══ Listed entries ══

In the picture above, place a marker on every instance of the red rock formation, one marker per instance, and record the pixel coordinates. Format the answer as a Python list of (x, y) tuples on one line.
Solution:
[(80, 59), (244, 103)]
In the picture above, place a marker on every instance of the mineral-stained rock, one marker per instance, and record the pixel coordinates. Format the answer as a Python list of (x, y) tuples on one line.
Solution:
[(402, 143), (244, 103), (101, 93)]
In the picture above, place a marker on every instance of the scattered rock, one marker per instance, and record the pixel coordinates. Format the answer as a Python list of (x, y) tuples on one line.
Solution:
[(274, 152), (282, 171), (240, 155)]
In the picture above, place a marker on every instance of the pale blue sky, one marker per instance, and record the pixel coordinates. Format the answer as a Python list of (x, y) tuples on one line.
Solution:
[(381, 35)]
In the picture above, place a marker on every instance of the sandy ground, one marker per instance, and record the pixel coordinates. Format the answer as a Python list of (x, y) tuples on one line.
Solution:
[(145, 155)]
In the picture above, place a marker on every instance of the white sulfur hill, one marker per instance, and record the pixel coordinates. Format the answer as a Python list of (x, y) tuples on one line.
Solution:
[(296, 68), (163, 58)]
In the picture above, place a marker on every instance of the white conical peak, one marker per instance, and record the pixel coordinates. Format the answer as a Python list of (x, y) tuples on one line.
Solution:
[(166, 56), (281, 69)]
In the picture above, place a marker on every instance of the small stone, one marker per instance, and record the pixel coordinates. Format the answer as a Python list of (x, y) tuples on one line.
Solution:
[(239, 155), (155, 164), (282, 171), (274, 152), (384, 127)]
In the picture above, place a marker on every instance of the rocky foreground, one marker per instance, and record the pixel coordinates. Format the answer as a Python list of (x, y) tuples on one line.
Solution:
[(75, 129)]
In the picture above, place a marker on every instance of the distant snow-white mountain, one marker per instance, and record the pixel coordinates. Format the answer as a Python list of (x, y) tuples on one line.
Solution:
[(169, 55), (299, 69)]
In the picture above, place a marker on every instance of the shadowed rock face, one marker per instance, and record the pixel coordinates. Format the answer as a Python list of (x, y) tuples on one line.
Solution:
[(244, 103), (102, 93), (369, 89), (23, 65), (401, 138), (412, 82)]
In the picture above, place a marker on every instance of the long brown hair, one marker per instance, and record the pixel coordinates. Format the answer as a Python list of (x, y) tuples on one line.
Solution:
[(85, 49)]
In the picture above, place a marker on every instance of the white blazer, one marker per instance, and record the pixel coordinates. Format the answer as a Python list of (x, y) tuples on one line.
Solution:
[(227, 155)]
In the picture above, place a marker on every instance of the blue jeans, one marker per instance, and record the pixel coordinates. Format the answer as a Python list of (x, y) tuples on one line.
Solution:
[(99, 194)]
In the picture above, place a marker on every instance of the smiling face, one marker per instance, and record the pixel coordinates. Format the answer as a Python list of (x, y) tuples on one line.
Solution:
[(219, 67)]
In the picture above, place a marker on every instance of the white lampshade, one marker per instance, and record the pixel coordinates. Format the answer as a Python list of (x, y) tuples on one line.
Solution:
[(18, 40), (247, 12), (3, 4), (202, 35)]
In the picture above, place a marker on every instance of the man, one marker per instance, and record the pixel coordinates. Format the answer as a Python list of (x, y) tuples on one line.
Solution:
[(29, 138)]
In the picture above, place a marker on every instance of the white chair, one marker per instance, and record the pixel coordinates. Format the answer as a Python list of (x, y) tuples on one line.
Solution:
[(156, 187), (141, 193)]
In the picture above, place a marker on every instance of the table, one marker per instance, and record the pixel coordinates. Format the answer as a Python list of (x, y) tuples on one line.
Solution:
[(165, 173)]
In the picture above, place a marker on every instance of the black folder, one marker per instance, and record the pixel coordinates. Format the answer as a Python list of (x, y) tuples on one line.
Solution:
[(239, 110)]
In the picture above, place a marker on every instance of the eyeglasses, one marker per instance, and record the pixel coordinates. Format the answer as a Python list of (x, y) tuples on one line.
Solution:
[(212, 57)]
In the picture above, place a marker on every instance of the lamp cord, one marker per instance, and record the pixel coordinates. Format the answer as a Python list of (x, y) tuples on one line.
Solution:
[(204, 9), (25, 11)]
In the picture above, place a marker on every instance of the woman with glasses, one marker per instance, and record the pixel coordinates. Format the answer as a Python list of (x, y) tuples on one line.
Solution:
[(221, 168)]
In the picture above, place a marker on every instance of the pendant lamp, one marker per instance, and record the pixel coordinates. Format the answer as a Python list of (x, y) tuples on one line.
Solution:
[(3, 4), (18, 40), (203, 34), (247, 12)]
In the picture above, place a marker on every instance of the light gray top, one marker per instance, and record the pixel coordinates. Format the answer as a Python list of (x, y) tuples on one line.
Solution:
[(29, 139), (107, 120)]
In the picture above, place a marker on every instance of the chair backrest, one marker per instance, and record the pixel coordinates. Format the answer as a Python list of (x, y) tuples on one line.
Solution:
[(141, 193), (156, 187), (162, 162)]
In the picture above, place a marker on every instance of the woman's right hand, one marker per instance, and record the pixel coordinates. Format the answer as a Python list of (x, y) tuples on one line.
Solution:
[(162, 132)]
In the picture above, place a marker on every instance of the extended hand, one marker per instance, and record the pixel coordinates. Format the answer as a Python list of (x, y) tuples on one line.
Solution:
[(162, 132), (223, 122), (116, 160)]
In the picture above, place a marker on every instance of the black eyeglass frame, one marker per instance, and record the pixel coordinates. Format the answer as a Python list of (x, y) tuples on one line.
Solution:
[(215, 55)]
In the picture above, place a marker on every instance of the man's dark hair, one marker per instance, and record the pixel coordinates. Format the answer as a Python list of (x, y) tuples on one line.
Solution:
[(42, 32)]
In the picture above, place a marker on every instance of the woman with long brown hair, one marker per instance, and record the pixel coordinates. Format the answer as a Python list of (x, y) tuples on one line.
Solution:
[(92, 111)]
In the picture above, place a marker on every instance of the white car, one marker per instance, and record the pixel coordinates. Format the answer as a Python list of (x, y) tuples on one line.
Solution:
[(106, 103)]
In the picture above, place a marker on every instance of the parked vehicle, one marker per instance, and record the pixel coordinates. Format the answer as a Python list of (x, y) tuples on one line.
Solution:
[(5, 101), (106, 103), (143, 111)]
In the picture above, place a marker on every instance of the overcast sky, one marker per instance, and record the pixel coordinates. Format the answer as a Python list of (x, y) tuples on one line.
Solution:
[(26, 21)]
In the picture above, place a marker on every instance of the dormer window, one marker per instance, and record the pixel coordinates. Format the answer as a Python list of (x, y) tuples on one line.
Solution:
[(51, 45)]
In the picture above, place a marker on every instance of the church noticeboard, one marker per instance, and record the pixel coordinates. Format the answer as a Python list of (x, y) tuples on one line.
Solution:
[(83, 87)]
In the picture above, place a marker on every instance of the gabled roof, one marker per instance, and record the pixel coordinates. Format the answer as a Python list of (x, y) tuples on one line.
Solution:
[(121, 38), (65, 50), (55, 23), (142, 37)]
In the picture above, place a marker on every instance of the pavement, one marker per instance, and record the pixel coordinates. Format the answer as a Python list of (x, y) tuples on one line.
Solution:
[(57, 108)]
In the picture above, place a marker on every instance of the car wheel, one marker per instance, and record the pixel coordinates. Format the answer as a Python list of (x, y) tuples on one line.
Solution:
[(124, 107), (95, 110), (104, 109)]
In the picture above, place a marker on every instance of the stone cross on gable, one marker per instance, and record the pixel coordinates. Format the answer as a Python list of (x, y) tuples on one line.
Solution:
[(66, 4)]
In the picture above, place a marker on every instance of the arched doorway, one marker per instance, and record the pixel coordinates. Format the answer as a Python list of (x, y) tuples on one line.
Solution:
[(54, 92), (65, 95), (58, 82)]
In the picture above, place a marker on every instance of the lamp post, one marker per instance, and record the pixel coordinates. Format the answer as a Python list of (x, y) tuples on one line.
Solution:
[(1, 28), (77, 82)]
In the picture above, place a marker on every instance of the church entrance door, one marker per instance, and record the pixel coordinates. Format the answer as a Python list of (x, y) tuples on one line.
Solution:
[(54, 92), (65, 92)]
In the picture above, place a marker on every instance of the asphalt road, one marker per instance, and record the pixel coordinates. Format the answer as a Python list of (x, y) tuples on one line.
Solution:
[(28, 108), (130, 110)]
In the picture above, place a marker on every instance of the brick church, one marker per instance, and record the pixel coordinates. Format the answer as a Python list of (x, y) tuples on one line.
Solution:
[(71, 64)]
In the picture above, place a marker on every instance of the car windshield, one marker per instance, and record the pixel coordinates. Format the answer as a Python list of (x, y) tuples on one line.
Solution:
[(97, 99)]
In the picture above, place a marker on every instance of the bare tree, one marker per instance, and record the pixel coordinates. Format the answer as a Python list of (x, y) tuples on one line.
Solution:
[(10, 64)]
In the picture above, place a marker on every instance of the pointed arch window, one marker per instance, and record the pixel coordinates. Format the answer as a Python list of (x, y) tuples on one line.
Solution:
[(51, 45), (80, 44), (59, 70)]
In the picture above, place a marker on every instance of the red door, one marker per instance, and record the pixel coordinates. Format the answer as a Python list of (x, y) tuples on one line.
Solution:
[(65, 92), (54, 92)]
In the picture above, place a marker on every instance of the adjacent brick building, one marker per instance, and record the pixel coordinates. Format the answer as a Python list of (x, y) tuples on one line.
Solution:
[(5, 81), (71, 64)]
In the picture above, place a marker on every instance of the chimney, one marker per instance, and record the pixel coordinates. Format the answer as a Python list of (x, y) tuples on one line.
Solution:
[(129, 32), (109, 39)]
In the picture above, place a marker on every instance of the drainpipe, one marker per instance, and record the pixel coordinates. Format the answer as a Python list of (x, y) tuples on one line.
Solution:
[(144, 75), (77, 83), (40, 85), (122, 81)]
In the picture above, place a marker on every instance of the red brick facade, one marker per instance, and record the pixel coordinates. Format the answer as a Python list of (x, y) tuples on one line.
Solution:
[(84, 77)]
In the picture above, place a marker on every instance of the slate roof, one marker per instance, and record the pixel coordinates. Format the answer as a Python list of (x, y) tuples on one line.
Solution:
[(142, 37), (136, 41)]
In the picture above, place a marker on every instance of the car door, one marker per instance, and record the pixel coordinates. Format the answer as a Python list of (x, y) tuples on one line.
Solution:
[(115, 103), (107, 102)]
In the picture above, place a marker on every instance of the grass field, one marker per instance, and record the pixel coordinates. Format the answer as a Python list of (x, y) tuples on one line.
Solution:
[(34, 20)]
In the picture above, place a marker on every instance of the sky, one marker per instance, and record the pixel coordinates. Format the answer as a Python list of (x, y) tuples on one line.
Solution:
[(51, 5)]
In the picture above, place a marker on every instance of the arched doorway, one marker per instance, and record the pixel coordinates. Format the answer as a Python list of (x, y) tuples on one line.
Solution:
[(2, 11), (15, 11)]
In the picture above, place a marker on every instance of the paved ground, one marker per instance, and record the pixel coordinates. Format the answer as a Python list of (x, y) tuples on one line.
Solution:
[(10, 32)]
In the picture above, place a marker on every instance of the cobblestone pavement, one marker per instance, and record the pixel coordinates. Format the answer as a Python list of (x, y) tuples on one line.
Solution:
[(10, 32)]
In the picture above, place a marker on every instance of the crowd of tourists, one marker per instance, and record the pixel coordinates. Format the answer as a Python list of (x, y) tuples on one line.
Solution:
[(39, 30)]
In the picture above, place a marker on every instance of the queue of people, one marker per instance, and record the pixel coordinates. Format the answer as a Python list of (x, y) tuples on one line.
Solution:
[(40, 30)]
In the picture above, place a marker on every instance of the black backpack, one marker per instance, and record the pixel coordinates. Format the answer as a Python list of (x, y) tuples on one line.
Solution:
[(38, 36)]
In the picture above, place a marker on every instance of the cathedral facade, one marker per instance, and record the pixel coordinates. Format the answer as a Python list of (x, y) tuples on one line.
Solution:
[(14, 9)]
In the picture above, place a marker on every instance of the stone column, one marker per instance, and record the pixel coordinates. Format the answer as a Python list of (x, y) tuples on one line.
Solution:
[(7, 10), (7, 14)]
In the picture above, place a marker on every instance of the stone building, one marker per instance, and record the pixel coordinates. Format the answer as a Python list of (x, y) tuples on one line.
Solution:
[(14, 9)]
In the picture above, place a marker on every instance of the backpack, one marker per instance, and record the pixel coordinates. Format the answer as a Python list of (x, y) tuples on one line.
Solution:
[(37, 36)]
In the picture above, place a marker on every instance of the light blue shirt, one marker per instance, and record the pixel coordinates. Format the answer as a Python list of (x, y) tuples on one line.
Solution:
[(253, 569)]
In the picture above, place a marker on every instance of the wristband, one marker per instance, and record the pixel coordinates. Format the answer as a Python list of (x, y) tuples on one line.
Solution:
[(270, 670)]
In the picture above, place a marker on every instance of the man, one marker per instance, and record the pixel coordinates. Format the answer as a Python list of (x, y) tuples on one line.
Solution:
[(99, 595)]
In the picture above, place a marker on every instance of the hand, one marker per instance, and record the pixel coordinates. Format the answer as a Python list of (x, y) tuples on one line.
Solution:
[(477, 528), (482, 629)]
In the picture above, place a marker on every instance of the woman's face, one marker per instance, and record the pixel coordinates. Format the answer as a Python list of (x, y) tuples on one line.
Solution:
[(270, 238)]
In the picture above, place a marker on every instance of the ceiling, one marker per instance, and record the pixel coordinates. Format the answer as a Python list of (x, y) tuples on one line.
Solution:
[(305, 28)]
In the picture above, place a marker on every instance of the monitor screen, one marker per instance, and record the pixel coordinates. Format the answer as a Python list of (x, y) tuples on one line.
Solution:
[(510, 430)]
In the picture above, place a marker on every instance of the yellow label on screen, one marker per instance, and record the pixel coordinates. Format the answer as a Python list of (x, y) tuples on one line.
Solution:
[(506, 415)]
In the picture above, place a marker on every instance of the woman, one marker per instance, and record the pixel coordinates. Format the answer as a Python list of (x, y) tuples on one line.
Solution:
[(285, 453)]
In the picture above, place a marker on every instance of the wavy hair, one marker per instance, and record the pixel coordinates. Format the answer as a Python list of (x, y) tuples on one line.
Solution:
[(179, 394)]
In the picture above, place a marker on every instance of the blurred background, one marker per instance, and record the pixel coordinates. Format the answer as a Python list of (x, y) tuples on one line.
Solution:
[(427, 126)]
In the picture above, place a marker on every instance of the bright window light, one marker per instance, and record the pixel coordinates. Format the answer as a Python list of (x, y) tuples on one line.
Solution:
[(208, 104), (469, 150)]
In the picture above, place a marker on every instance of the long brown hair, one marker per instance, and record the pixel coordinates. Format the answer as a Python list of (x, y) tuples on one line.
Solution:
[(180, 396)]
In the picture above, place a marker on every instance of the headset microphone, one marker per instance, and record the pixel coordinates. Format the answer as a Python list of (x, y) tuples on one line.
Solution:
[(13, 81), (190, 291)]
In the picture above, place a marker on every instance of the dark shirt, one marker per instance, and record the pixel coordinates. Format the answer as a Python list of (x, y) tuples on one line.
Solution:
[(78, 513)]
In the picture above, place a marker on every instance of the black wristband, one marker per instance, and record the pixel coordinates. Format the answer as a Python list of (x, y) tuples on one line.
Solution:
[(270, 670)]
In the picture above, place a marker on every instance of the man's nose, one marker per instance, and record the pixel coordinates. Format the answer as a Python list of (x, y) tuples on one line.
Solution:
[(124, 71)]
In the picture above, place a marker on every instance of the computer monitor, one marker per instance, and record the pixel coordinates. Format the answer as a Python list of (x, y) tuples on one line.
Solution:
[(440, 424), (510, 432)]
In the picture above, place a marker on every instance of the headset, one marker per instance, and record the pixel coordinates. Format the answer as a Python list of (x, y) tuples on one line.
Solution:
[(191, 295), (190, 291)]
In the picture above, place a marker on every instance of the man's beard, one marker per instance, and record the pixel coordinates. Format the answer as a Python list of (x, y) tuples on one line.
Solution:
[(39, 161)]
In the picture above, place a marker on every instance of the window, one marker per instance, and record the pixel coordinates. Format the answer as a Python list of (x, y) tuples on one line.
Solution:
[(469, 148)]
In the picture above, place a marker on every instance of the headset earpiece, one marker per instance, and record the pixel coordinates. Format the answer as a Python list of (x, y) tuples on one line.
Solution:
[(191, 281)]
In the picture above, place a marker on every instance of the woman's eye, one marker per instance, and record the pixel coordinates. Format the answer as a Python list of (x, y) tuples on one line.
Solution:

═══

What you are asked to do ::
Quote exactly what appears from the line containing "headset earpiece, one" through the final line of the listing above, including both of those lines.

Solved exercise ::
In the picture above, place a marker on every instance of the headset earpiece, one marker per instance, and record the pixel coordinates. Format the answer as a Python list of (x, y) tuples on one line.
Solution:
[(191, 281)]
In the picture above, place a marker on every instance of the woman's eye, one marker per instance, and record the pixel coordinates. Format the answer as a Python list of (x, y) tuples on one line.
Solution:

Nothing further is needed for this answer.